**What you have to do:** Change "trough" to "tank" throughout everything from the start of the lines down to and including the line containing "[611,416,673,457]", leaving all else unchanged. Output only those lines.

Excerpts of labeled region data
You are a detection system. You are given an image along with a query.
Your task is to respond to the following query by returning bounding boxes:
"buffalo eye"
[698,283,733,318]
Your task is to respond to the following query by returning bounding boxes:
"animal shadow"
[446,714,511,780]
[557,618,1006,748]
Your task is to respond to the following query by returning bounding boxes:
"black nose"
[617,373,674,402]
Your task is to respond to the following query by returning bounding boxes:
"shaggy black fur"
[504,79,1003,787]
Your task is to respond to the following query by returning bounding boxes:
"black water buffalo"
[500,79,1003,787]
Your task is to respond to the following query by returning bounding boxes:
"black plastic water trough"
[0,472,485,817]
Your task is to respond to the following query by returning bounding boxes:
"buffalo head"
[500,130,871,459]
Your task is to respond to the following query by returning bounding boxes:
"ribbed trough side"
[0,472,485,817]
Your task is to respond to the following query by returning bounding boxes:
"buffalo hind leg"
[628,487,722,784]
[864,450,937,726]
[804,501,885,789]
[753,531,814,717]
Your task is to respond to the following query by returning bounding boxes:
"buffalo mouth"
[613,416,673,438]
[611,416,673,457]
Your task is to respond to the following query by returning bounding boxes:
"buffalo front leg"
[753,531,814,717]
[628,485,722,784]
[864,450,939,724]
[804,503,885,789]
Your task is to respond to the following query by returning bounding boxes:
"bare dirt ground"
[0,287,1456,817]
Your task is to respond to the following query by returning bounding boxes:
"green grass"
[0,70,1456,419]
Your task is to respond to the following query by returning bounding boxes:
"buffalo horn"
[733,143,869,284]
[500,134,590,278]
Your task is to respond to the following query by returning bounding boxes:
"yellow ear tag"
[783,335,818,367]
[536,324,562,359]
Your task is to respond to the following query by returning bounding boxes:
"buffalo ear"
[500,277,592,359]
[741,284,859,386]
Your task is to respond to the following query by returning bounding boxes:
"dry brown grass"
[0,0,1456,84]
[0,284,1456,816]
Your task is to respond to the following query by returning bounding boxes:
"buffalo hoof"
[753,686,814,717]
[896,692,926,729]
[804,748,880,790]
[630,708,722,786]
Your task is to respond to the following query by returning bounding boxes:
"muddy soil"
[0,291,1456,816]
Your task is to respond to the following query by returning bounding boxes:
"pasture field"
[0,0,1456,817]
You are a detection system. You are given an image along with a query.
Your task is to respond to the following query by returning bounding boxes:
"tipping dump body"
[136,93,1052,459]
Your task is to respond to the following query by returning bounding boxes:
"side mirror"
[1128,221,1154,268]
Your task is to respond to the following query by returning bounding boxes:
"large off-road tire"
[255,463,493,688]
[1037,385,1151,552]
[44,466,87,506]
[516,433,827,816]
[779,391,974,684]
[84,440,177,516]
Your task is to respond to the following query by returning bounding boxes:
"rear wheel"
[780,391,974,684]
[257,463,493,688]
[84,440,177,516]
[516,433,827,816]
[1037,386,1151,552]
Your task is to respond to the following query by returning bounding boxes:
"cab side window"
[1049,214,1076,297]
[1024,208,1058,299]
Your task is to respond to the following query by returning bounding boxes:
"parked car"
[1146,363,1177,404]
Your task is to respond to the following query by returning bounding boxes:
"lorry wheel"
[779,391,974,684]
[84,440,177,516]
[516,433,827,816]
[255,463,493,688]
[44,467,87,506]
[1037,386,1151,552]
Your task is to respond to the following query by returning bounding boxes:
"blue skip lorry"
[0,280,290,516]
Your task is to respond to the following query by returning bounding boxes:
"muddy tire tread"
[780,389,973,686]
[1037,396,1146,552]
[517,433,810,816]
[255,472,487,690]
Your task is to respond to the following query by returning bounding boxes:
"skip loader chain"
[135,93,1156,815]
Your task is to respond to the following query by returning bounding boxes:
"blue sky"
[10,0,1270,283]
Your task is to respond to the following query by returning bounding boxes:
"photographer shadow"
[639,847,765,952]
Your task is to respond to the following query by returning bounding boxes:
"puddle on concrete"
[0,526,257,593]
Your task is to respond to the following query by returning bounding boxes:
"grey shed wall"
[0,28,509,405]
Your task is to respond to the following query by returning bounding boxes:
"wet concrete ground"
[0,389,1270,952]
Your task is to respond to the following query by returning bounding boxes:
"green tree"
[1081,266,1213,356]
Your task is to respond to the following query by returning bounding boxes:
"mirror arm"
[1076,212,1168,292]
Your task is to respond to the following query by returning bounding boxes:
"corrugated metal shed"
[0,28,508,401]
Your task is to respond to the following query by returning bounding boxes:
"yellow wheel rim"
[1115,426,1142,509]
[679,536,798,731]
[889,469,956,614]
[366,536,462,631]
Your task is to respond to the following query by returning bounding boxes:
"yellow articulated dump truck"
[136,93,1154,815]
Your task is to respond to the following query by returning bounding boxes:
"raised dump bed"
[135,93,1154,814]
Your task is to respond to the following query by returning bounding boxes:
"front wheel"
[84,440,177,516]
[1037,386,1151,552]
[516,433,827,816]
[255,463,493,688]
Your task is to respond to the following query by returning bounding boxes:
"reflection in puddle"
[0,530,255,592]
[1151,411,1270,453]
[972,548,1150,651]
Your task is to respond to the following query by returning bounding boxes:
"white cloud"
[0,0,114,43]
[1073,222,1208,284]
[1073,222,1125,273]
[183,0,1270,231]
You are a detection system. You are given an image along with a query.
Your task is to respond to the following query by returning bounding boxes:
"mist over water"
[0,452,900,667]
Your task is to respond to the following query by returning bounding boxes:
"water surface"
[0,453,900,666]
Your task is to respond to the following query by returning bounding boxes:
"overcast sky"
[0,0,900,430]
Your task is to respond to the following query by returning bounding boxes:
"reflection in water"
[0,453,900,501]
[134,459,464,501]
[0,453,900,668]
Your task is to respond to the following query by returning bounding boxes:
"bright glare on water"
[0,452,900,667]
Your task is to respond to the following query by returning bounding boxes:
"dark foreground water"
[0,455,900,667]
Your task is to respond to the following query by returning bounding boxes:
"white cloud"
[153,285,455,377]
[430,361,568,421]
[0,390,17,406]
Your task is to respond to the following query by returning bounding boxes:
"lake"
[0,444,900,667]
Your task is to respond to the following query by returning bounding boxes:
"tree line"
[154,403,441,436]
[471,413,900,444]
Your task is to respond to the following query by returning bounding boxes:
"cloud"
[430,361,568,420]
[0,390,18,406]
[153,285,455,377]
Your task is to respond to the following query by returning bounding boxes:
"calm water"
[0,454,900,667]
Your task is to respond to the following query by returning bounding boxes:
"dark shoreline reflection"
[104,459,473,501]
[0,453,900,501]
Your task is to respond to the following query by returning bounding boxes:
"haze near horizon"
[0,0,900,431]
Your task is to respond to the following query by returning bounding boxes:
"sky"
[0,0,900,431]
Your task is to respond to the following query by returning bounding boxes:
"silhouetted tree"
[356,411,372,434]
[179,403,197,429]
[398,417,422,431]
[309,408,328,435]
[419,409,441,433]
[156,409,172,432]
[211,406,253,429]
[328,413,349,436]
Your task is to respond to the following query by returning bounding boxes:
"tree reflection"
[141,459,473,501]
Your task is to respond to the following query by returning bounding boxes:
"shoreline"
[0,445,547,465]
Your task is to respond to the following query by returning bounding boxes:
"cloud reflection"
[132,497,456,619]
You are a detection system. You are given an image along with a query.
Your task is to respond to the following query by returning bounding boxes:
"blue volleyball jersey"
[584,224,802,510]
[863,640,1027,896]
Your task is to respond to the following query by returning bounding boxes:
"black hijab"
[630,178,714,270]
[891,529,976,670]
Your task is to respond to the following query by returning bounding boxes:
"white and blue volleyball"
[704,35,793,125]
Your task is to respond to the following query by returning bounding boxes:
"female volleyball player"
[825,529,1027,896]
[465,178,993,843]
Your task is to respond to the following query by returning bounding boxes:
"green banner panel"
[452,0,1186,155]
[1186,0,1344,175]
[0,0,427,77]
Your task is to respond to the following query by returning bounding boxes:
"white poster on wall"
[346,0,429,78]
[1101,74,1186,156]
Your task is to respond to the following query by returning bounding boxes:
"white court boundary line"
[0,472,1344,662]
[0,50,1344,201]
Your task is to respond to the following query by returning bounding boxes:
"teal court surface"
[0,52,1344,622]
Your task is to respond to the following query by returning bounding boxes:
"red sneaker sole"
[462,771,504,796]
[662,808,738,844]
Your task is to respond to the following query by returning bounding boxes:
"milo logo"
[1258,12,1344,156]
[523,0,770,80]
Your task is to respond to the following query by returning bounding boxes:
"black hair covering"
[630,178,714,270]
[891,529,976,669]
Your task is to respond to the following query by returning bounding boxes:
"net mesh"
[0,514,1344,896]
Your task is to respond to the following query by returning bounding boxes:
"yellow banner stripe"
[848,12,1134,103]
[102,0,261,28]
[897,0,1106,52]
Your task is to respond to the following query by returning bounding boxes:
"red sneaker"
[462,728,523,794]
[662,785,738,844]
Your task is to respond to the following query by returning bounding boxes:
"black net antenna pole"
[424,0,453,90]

**Solution to the problem:**
You are a detection system. You are given an image along with a query.
Your task is to respond to the following query by returning bounding boxes:
"buffalo eye"
[698,283,733,318]
Your task is to respond to the following query by returning bounding boxes:
"animal shadow"
[446,714,511,780]
[557,618,1006,748]
Your task is to respond to the following query by returning bounding boxes:
"black nose"
[617,373,674,402]
Your task is to respond to the following query by returning bounding boxes:
"shaggy black fur"
[504,79,1003,787]
Your task is to respond to the following query by returning bounding boxes:
"black water buffalo"
[500,79,1003,787]
Your task is to respond to the following query by returning bounding boxes:
"black plastic water tank"
[0,472,485,817]
Your task is to respond to the following query by returning bounding boxes:
"buffalo head"
[500,130,871,459]
Your task is to respond to the following query by returning bounding boxes:
"ribbed tank side"
[0,472,485,817]
Your task is to respond to the following query by returning bounding boxes:
"buffalo hind leg"
[628,487,722,784]
[864,450,937,726]
[804,501,885,789]
[753,531,814,717]
Your task is to respond to the following query by returning bounding boxes:
"buffalo mouth"
[613,416,673,438]
[611,416,673,457]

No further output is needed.